=== SUPPLIED MATERIAL ===
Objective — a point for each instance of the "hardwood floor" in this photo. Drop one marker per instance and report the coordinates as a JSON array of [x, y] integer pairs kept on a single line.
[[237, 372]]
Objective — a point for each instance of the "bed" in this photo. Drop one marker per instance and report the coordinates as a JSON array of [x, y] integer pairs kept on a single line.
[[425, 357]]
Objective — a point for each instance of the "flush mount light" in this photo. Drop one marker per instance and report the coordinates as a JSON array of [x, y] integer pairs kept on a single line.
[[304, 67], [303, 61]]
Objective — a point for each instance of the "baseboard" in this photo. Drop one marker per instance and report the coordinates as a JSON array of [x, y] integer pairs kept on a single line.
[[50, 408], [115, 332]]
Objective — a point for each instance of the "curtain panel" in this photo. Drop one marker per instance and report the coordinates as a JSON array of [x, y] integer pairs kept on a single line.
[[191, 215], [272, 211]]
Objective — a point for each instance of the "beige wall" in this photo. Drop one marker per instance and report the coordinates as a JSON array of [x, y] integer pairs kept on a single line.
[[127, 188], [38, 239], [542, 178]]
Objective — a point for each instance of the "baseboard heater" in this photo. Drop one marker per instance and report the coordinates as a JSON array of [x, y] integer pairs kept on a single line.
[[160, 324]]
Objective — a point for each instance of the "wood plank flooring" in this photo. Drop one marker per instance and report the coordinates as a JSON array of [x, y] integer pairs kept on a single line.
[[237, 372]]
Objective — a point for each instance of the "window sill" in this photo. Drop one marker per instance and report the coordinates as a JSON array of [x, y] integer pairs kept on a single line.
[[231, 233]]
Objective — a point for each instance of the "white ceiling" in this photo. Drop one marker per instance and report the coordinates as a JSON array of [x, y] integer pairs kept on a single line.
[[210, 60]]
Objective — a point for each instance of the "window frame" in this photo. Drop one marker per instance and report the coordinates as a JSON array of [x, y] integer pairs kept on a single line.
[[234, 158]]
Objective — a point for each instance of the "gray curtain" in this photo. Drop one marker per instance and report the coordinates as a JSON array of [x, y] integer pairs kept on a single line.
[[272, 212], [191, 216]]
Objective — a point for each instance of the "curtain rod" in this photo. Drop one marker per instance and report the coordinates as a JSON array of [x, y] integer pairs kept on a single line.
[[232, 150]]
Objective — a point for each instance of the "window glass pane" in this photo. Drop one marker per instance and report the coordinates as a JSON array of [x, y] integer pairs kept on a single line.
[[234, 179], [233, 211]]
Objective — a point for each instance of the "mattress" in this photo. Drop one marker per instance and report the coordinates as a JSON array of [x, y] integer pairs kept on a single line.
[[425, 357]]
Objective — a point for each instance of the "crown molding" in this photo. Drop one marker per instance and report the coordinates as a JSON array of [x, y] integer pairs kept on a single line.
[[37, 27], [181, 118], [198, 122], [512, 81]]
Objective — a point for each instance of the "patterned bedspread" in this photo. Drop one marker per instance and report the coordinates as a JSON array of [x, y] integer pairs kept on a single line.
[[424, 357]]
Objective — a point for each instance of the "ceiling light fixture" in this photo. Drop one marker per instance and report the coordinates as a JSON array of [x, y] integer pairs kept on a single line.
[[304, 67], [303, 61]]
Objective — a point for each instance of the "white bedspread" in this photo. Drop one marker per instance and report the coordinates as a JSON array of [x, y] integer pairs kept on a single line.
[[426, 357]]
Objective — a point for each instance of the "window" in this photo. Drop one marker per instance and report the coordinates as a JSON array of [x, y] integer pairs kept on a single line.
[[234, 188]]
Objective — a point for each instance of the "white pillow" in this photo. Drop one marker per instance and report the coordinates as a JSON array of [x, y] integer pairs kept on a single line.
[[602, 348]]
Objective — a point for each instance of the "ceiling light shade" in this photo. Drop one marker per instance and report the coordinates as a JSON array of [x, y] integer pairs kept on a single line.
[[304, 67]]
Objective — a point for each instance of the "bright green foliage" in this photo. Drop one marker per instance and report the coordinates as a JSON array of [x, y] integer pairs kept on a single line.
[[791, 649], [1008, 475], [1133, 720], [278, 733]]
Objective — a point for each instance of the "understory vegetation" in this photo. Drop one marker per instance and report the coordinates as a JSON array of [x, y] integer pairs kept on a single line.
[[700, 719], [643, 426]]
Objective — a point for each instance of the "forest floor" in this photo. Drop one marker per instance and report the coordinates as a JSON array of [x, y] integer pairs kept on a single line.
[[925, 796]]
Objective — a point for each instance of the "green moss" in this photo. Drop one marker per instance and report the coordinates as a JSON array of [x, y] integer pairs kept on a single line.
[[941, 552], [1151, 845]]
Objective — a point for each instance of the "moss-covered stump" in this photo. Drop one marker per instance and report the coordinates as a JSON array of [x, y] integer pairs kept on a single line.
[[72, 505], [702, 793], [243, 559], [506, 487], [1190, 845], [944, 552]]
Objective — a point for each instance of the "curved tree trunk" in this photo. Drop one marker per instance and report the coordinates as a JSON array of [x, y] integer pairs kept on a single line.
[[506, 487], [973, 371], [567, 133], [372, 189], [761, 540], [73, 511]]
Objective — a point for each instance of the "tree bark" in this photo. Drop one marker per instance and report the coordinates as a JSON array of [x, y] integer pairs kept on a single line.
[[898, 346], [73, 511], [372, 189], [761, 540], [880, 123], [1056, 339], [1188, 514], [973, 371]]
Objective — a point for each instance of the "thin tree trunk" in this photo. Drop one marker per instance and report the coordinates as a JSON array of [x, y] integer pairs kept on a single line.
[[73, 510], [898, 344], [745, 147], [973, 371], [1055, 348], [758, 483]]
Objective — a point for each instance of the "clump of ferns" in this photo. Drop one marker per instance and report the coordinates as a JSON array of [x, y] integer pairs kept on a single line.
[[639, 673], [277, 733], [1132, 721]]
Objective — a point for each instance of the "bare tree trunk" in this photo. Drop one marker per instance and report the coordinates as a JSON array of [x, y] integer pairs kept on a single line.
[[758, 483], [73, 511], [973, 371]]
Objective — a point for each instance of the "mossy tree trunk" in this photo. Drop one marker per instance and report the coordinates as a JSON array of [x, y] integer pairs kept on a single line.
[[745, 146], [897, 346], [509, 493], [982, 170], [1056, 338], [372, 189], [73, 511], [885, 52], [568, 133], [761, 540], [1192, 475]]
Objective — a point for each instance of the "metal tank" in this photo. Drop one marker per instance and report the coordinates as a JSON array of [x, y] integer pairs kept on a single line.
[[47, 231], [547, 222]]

=== EXERCISE REQUIREMENTS ===
Quote exactly the lines from the start of the records through the line holding "[[127, 188], [38, 239], [542, 178]]", inclusive.

=== COMPLETED TASK ===
Objective — a point for each instance of the "hardwood floor" in this photo. Drop one marker per instance and report the coordinates as a JSON array of [x, y] integer pairs kept on a single line.
[[237, 372]]
Objective — a point for each instance of the "bed" in this photo. Drop one marker per instance and report the coordinates as a JSON array of [x, y] integer pairs kept on a single line.
[[425, 357]]
Objective — a point for each instance of the "flush mount light" in this photo. Drop one marker per instance and report the coordinates as a JSON array of [x, y] integer pairs kept on a single line.
[[304, 67], [303, 61]]
Objective — a point for each instance of the "baseboard" in this photo. Drop one marker per instance and report the coordinates as a JSON array of [x, y] integer pairs kept on a single line.
[[50, 408], [115, 332]]
Objective — a point for each instance of the "curtain panel" in this photo. Drop one marker per instance and report the coordinates as a JSON array of [x, y] integer pairs kept on a single line.
[[191, 215], [272, 211]]
Objective — a point for each instance of the "beige wall" in this photo. Drop one marker per instance and report the coordinates as a JSON array of [x, y] integer pairs kept on a single line.
[[127, 188], [38, 239], [542, 178]]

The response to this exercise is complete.